THE TASK
How many lines in the entries below include the string "headlight"? Answer with the number only.

EXTRACTED INFORMATION

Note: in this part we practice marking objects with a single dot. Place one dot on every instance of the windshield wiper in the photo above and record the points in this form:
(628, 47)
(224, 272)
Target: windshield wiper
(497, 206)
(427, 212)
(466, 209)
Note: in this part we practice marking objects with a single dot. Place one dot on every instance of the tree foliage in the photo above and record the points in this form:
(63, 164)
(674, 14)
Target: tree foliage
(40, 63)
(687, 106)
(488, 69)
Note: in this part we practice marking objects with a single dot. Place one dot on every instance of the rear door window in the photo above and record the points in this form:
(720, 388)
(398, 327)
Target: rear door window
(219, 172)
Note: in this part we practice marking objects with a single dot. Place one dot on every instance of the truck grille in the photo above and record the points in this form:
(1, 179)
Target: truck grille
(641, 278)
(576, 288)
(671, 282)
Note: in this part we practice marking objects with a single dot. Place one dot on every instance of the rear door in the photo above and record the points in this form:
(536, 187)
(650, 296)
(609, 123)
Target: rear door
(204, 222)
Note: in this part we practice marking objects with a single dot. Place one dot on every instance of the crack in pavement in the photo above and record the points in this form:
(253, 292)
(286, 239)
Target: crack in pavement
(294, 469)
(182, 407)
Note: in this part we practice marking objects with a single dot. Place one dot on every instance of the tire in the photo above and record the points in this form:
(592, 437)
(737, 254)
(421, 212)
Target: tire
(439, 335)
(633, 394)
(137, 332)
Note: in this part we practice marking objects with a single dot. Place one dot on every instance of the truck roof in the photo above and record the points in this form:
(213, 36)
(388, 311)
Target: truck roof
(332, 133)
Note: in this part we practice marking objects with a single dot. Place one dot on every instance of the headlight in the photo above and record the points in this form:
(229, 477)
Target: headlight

ANSWER TO THE EXERCISE
2